- Problems and tasks:
**a)** In the article on AI and consulting, what share of McKinsey's work is said to involve AI-related projects?
**b)** Retype the part of the article on AI and consulting that starts with "Companies around the" and goes on through "becomes more complex.", word for word.

- Reading passage:
↓
Artificial intelligence is beginning to reshape one of the corporate world’s most influential industries, with entrepreneur and investor Kevin O’Leary arguing that many consulting services are already being displaced by AI tools that can perform similar analytical work at a fraction of the cost.
Speaking on The Founder’s Mindset Podcast, the “Shark Tank” investor said companies in his portfolio are increasingly turning to AI systems before seeking advice from traditional consulting firms, a shift he believes could threaten the industry’s long-term business model.
O’Leary’s comments come as major consulting firms face mounting pressure from the very technology they are helping clients adopt. For decades, firms such as McKinsey & Company, Boston Consulting Group, and Accenture have generated billions of dollars advising corporations on strategy, operations, restructuring, and technology transformation. Now, AI systems are increasingly capable of performing parts of that work in minutes rather than weeks.
“Even the companies that I invest in that used to use a lot of consultants for very specific vertical situations, like changing retail distribution, or should they keep two tiers of distribution versus three, are first going to AI,” O’Leary said.
According to him, management teams are increasingly using AI-generated recommendations as a starting point for internal decision-making, reducing their dependence on outside advisers.
The trend highlights a growing challenge facing the consulting industry. Traditionally, consultants have been hired to gather data, analyze markets, benchmark competitors, and develop strategic recommendations. Generative AI can now automate many of those functions, rapidly producing reports, conducting scenario analyses, and synthesizing large amounts of information at a cost that is dramatically lower than traditional consulting engagements.
The disruption is already forcing consulting firms to reinvent themselves. Rather than resisting AI, many of the industry’s largest players are attempting to position themselves as beneficiaries of the technology boom. McKinsey has said roughly 40% of its work now involves AI-related projects. Boston Consulting Group has reported that AI accounted for about 20% of its engagements in 2024. Accenture has gone even further, restructuring major parts of its business around artificial intelligence through its “reinvention services” model.
This shows that while AI threatens traditional consulting revenue streams, it is simultaneously creating one of the largest advisory opportunities in decades.
Companies around the world are spending billions of dollars trying to determine how to deploy AI safely, integrate it into operations, retrain employees, and redesign workflows. Many executives still require external expertise to manage those transformations, particularly as AI systems become more sophisticated and regulation becomes more complex.
The challenge for consulting firms is that the nature of their value proposition is changing.
Historically, clients often paid consultants for access to specialized knowledge and analytical capabilities. Increasingly, those capabilities are becoming widely available through AI platforms from companies such as OpenAI, Anthropic, and Google DeepMind. As a result, consulting firms may find themselves competing less on information gathering and more on implementation, execution, and industry-specific expertise.
↑
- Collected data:
↓
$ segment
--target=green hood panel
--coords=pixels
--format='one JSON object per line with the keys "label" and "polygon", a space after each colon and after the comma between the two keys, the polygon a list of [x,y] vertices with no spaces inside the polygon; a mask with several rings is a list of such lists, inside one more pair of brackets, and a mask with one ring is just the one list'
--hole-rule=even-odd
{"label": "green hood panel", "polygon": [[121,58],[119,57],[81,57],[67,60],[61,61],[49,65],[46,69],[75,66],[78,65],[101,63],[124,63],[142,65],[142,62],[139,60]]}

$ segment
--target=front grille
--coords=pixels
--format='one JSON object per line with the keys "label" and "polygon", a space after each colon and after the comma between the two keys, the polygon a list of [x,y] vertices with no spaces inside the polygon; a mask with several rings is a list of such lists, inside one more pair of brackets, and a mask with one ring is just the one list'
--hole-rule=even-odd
↑
↓
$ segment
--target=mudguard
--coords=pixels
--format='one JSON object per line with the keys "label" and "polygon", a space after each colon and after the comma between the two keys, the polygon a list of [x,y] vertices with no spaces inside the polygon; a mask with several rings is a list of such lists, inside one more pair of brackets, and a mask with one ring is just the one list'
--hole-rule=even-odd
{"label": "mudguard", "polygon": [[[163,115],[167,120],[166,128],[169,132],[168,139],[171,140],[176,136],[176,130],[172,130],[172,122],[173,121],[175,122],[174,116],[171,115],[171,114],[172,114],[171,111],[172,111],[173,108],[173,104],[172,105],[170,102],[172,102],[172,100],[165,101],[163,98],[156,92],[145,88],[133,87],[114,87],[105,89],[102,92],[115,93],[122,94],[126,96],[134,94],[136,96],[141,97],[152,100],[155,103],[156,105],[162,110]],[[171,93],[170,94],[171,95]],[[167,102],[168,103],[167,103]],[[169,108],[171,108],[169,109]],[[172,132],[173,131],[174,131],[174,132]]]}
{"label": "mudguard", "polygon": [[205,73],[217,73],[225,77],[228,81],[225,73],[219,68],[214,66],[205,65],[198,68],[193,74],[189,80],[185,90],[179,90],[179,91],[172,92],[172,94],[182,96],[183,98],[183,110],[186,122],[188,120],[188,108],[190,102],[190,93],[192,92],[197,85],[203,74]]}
↑
↓
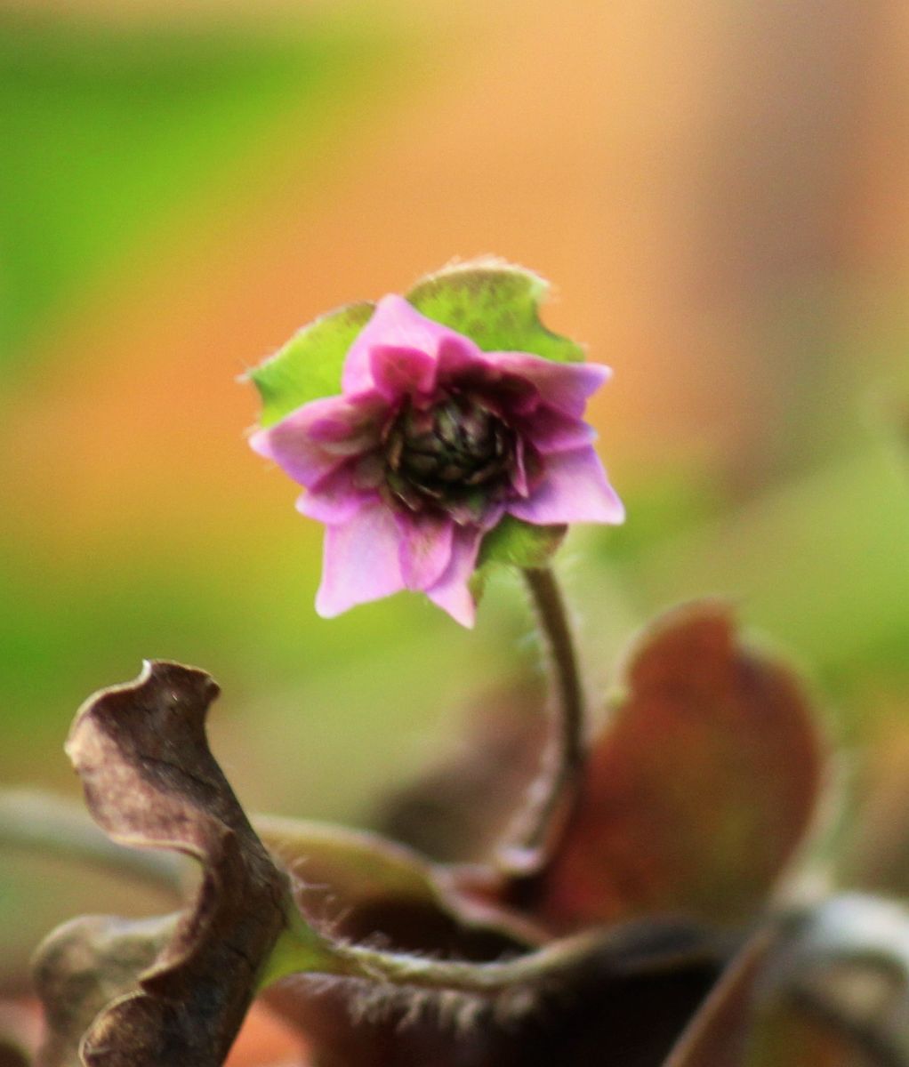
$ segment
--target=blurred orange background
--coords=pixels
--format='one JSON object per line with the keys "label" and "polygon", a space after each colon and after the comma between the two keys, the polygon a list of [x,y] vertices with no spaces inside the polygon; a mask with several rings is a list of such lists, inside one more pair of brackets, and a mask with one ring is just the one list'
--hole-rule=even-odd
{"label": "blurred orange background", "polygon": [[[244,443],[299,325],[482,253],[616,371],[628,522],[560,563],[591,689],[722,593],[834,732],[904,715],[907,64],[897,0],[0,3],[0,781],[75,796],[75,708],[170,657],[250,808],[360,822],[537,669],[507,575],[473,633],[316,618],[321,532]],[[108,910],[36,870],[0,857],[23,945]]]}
↑
- Answers:
**a)** Roughly 40%.

**b)**
Companies around the world are spending billions of dollars trying to determine how to deploy AI safely, integrate it into operations, retrain employees, and redesign workflows. Many executives still require external expertise to manage those transformations, particularly as AI systems become more sophisticated and regulation becomes more complex.